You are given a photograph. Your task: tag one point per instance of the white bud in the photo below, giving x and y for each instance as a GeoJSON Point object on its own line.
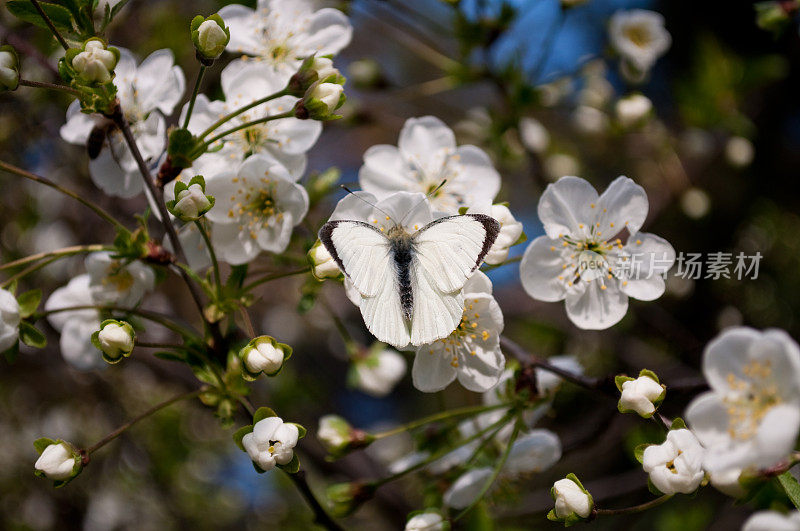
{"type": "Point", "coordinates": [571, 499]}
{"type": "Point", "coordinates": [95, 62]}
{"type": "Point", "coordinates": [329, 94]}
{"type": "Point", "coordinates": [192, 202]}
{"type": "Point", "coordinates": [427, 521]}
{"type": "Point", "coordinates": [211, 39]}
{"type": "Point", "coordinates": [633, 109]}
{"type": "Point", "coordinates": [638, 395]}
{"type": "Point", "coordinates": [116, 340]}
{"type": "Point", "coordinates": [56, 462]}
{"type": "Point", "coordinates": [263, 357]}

==

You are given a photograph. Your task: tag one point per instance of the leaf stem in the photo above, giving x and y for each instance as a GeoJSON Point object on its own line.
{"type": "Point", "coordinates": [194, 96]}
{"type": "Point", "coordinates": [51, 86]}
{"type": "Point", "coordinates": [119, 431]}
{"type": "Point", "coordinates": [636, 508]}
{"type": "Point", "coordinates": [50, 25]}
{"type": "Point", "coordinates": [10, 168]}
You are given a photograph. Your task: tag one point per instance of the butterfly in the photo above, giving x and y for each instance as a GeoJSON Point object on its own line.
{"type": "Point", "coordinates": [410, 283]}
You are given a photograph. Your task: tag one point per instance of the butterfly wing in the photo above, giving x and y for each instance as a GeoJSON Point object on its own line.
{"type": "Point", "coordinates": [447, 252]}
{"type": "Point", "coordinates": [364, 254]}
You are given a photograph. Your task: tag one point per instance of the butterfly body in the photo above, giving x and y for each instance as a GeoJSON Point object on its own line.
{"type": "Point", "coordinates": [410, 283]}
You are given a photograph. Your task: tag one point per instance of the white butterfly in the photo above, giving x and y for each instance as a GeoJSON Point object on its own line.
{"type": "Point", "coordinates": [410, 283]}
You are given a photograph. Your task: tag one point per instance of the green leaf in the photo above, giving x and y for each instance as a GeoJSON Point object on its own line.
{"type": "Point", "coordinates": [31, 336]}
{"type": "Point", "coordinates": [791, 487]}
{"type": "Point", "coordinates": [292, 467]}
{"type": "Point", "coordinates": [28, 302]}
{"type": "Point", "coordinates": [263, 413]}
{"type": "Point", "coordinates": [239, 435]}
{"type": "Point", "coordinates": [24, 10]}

==

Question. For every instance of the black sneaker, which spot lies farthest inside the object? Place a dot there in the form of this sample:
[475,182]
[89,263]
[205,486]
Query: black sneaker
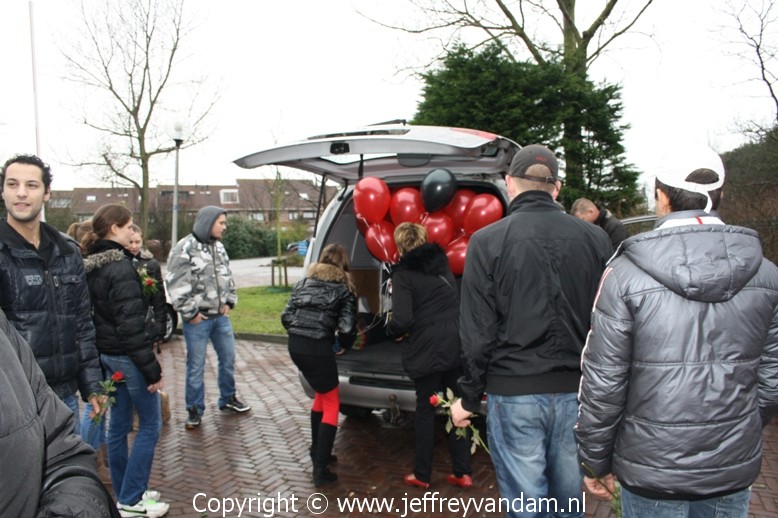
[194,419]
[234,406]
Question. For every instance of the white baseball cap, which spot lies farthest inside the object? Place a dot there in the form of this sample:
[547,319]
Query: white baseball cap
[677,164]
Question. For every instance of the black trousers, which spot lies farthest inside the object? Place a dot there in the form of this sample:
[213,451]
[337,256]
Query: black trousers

Aim of the exercise> What you return from the records above should be exactly everything from the line with "Question. For every instance of the black sneaker, which" down to the line with "Query: black trousers", both kept, and no pictures.

Answer for the task>
Question. For every instance of the black sneaker, which spot lies farthest inside the object? Place a dot there in the form of this sample:
[475,182]
[89,263]
[205,486]
Query: black sneaker
[194,419]
[234,406]
Question. For every instance of the white baseball cap, which spot lies farthest inside the object? Place a dot there in the form of this sample:
[547,319]
Query: white baseball cap
[677,164]
Question. For every instance of the black trousers, which spot lies farthest inside the object? Place a dot there in the form of this sample:
[213,451]
[337,256]
Query: black trousers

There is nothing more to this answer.